_WHAT THE EXERCISE ASKS:_
Set each entry down exactly as written.

________________________

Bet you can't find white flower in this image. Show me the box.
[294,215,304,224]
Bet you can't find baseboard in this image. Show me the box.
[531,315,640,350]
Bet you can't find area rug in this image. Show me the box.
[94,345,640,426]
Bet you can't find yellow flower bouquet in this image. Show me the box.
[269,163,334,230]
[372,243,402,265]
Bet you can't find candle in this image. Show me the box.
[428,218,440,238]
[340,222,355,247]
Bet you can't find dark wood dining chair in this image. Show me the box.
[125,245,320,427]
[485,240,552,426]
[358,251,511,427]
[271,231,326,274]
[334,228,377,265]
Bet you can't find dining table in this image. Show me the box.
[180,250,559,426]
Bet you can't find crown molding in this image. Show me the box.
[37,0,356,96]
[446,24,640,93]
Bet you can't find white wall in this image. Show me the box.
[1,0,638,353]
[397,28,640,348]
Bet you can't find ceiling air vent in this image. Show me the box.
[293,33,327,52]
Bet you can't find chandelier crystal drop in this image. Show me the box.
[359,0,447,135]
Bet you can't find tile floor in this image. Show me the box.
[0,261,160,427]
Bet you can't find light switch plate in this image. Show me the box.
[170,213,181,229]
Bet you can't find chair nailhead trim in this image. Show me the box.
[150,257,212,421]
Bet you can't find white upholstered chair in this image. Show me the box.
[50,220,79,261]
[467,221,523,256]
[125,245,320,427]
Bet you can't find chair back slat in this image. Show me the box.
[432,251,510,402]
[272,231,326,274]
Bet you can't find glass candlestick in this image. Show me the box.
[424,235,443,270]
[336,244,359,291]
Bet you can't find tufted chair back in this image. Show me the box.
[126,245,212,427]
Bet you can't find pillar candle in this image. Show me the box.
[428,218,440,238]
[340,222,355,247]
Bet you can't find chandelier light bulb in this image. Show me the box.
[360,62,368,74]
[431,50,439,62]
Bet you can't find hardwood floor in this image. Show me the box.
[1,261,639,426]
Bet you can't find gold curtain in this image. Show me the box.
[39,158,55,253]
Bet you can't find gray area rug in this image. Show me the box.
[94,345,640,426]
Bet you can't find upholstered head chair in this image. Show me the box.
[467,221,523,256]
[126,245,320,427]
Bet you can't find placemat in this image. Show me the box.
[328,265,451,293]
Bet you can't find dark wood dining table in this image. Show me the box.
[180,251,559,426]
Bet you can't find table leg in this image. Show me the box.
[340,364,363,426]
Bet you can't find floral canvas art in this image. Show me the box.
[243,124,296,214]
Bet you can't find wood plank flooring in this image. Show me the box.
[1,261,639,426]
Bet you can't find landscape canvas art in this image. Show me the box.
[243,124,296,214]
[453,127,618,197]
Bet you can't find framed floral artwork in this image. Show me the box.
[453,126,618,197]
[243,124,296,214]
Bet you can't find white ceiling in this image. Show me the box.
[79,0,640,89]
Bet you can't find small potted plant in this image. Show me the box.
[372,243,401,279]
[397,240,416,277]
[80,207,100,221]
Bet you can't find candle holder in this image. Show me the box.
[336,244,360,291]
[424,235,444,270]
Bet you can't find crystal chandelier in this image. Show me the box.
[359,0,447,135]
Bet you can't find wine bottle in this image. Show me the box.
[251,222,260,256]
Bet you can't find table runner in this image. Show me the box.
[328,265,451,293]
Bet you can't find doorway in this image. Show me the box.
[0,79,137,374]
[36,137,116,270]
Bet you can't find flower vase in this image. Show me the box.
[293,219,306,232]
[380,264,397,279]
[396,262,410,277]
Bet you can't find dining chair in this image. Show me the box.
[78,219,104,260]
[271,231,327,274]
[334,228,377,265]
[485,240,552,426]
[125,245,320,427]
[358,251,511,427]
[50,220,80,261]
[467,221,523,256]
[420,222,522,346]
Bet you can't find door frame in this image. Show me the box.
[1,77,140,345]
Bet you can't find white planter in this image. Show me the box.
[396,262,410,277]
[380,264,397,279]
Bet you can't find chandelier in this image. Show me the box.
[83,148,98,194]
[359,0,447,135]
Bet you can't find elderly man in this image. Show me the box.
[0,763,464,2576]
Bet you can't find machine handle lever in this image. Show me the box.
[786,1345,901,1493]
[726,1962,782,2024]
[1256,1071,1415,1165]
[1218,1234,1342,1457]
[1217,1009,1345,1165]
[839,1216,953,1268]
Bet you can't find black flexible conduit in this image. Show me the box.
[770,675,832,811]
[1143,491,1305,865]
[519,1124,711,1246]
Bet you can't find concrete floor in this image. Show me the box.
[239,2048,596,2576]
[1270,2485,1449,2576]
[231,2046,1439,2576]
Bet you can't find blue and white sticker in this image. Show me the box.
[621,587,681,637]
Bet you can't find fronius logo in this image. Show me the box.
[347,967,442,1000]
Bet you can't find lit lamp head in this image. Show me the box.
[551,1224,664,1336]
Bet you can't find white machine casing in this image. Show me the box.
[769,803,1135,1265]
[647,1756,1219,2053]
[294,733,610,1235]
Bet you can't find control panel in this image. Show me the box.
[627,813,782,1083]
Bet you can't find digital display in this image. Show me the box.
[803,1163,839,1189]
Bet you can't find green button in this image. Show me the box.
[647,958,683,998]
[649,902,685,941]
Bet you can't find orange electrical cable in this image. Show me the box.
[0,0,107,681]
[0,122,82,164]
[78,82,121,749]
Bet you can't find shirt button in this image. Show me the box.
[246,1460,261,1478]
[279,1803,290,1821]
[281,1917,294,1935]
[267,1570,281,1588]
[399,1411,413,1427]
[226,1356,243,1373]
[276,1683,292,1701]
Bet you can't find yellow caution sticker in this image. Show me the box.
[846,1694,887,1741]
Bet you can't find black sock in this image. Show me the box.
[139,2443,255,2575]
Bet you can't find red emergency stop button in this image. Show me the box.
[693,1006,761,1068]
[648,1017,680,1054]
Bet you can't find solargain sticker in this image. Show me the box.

________________________

_WRITTEN ANSWER:_
Bet you can't find white flower in this image. Show me the box.
[294,215,304,224]
Bet you can't find baseboard in this image. Show me the box.
[531,315,640,350]
Bet you can't find area rug in this image. Show me the box.
[94,345,640,426]
Bet you can't find yellow flower bouquet in this image. Show me the box.
[269,163,334,230]
[372,243,402,265]
Bet you can't find candle in this image. Show me the box.
[428,218,440,238]
[340,222,355,247]
Bet you can't find dark wood dining chair in this image. Show me the box.
[125,245,320,427]
[485,240,552,426]
[358,251,511,427]
[271,231,326,274]
[334,228,377,265]
Bet you can't find dining table in this image. Show me the box.
[180,250,559,426]
Bet you can't find crown molding in this image. Show me the box.
[37,0,356,96]
[446,24,640,93]
Bet you can't find white wall in this image. Show me the box.
[1,0,638,353]
[397,28,640,348]
Bet you can't find ceiling air vent in this image. Show me the box.
[293,33,327,52]
Bet you can't find chandelier crystal drop in this image. Show me the box.
[359,0,447,135]
Bet you can't find tile floor in this image. Show me the box.
[0,261,160,427]
Bet you can't find light switch plate in this image. Show me the box.
[170,213,181,229]
Bet you can't find chair nailhead trim in this image. Show me the box.
[150,257,212,421]
Bet you can't find white upholstered chair in this image. Show me the box.
[50,220,79,261]
[467,221,523,256]
[125,245,320,427]
Bet you can't find chair back slat in this image. Show me the box.
[432,251,510,402]
[272,231,326,274]
Bet you can't find glass candlestick in this image. Show me the box.
[424,235,443,270]
[336,244,359,291]
Bet you can't find tufted chair back in this image. Show me the box.
[126,245,212,427]
Bet you can't find pillar candle in this image. Show me the box.
[428,218,440,238]
[340,222,355,247]
Bet you can't find chandelier light bulb in this image. Show me the box.
[360,62,368,74]
[431,50,439,62]
Bet you can't find hardwood floor in this image. Show me the box.
[1,261,639,426]
Bet you can't find gold curtain in this image. Show me the box.
[39,158,55,253]
Bet you can't find gray area rug in this image. Show me the box.
[94,345,640,426]
Bet you can't find upholstered head chair in this image. Show me the box.
[467,221,523,256]
[126,245,320,427]
Bet you can't find placemat in this image. Show me the box.
[328,265,451,293]
Bet you can't find dark wood dining table in this image. Show me the box.
[180,251,559,426]
Bet you can't find table leg in this image. Show me the box.
[340,364,363,426]
Bet you can't find floral canvas art in this image. Show me the box.
[243,124,296,214]
Bet you can't find wood plank flooring in this image. Show me the box.
[1,261,639,426]
Bet you can't find landscape canvas art in this image. Show me the box.
[243,124,296,214]
[453,127,618,197]
Bet you can't find framed floral artwork in this image. Show me the box.
[453,126,618,197]
[243,124,296,214]
Bet you can't find white ceiling in this image. Show me the box.
[79,0,640,89]
Bet you can't find small potted plant in this image. Show me the box.
[372,243,401,279]
[397,240,416,277]
[80,207,100,221]
Bet you can't find candle holder in this image. Show me the box.
[336,244,360,291]
[424,235,444,270]
Bet you can't find crystal chandelier in this image. Show me the box.
[359,0,447,135]
Bet you can't find wine bottle in this image. Show me the box.
[251,222,260,256]
Bet you can't find table runner in this image. Show me the box.
[328,265,451,293]
Bet you can't find doorway in this image. Show me the box.
[0,79,137,374]
[36,137,116,270]
Bet you can't find flower vase in this image. Show me the box.
[293,219,306,232]
[380,264,397,279]
[396,262,410,277]
Bet you can't find dining chair in this image. Show me the box.
[78,219,104,260]
[271,231,327,274]
[334,228,377,265]
[485,240,552,426]
[125,245,320,427]
[358,251,511,427]
[50,220,80,261]
[467,221,523,256]
[420,222,522,346]
Bet you can't find door frame in this image. Show me the box.
[1,77,140,345]
Bet you can't find white planter in this image. Show me the box.
[396,262,410,277]
[380,264,397,279]
Bet you can't find chandelier in this image. Show me the box.
[83,148,98,194]
[359,0,447,135]
Bet you can't find elderly man in this image. Show me the box.
[0,763,464,2576]
Bet you can't find machine handle lever in this image. Show me the box.
[786,1345,901,1493]
[726,1962,782,2024]
[1256,1071,1415,1165]
[1218,1234,1342,1457]
[1217,1009,1345,1165]
[839,1216,953,1268]
Bet you can't find black flexible conduit in this image. Show me the box.
[770,675,832,811]
[1143,491,1305,865]
[519,1124,711,1246]
Bet you can't find concrete floor in this image. Show me the box.
[239,2048,596,2576]
[1270,2485,1449,2576]
[231,2046,1439,2576]
Bet you can't find blue and white sticker in this image. Show me the box.
[621,587,681,637]
Bet you can't find fronius logo in this image. Show me the box.
[347,967,442,1000]
Bet you can't find lit lamp head in this image. Show me the box.
[551,1224,664,1336]
Bet you can't find white machine casing in this image. Show me the box.
[769,803,1135,1265]
[647,1756,1219,2053]
[294,733,610,1235]
Bet you can't find control panel in this image. Show me the box.
[627,813,782,1083]
Bet you can't find digital display in this image. Show me the box.
[803,1163,839,1189]
Bet you can't find green button in this image. Show me the box.
[647,958,683,998]
[649,902,685,941]
Bet you can't find orange electrical cable in this image. Show me the box.
[0,0,107,681]
[0,122,82,164]
[78,82,121,749]
Bet you can't find shirt button in this image. Show me the box.
[246,1460,261,1478]
[279,1803,290,1821]
[281,1917,294,1935]
[267,1570,281,1588]
[399,1411,413,1427]
[226,1356,243,1373]
[276,1683,292,1701]
Bet you can't find yellow caution sticker in this image. Show me the box.
[846,1694,887,1741]
Bet you can't find black sock in this image. Show me the box.
[139,2443,255,2575]
Bet you can't find red emergency stop button in this image. Show me the box.
[693,1006,761,1068]
[648,1017,680,1054]
Bet you can't find solargain sticker in this image. Show me the box.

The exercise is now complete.